* WRITTEN PROBLEM *
Rewrite the items from the line that has "[locate] ceiling overhang" through the end of the items, changing "outdoor light fixture" to "exterior wall lamp" and leaving everything else the same.

* GIVEN RECORDS *
%%

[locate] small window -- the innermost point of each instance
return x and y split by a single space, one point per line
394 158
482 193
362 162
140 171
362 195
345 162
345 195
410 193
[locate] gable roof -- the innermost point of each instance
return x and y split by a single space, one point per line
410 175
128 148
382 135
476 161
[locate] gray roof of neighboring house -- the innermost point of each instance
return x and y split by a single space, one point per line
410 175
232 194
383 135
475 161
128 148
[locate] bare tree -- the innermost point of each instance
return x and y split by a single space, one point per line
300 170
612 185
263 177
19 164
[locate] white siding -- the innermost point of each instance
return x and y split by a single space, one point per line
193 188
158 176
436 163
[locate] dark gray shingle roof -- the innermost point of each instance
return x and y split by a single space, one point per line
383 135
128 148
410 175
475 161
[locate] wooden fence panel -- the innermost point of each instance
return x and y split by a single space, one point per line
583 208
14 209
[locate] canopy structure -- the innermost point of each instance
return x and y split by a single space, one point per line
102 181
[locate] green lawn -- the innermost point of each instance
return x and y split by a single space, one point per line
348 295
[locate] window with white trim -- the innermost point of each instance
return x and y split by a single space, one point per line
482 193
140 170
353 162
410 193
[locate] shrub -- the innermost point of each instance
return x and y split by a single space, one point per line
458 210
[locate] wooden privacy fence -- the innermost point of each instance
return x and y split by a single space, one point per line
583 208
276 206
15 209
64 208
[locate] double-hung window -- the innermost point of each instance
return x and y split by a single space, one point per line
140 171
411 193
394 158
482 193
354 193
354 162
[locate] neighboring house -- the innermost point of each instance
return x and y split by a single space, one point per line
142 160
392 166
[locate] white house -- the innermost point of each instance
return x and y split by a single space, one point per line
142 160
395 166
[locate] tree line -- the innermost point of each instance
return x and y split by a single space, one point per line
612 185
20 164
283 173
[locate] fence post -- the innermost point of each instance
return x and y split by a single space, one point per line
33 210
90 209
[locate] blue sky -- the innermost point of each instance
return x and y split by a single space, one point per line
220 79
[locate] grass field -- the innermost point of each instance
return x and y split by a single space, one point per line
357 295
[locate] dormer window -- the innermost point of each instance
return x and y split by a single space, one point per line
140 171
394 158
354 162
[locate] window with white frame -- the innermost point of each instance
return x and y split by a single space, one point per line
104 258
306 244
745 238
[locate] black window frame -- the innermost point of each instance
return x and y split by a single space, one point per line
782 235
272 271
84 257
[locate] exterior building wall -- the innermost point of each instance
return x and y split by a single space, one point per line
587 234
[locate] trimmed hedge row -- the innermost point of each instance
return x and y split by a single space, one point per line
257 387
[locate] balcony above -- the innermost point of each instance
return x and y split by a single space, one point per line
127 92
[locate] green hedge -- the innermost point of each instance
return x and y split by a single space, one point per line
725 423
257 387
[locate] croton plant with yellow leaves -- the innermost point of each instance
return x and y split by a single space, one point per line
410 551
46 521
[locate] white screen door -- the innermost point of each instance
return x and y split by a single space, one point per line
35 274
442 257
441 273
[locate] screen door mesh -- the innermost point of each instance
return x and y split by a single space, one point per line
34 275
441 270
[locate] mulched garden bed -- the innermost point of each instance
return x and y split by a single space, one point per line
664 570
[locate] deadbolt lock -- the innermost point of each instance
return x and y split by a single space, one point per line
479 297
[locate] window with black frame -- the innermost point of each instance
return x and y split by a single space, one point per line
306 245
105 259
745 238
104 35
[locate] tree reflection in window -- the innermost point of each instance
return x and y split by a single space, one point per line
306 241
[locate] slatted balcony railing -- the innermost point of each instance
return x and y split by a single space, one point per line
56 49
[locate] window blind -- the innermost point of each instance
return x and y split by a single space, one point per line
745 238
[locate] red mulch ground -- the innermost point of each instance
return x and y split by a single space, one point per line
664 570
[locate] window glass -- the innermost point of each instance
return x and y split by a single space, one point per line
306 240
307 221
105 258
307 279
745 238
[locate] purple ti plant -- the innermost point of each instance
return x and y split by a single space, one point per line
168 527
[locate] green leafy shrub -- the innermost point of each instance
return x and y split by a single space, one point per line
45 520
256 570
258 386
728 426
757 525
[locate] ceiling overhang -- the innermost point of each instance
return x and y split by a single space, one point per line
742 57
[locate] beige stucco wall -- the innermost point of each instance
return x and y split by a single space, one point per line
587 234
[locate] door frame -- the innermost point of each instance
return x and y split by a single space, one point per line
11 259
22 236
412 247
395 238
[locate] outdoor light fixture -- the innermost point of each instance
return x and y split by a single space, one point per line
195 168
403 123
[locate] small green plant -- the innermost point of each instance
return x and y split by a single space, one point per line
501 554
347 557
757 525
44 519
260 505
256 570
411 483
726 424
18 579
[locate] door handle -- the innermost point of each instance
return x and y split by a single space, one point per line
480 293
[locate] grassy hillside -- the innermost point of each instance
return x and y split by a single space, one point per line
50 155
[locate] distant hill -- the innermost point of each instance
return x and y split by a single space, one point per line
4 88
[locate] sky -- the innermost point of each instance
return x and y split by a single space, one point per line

%%

* ANSWER FOR THE TASK *
[locate] ceiling overhang -- the innermost point of each instance
return x and y split by a single space, one point per line
742 57
[locate] beige stucco wall -- the innermost point of each instance
return x and y split by a single space, one point per line
587 234
[locate] door frame -- the innermost point of each instance
return x and y split by a single space, one point per line
11 259
22 236
412 247
395 238
[locate] exterior wall lamp -- the innermost point of each instance
return x and y split by a single space, one point per line
195 168
403 123
[locate] small green plant -- the innermost point of each instance
return x and y split by a single space, one point per line
501 554
347 557
757 525
44 519
260 505
256 570
411 483
726 424
18 579
[locate] door handle -- the innermost point of each instance
return x and y split by a single space, one point per line
480 293
[locate] grassy hillside -- the innermost point of each instance
return x and y split by a single space, one point per line
50 155
[locate] distant hill -- the innermost point of each instance
return x and y split by a single space, one point per line
4 88
[locate] sky -- the innermost point of each instance
return x and y split by a single space, one point per line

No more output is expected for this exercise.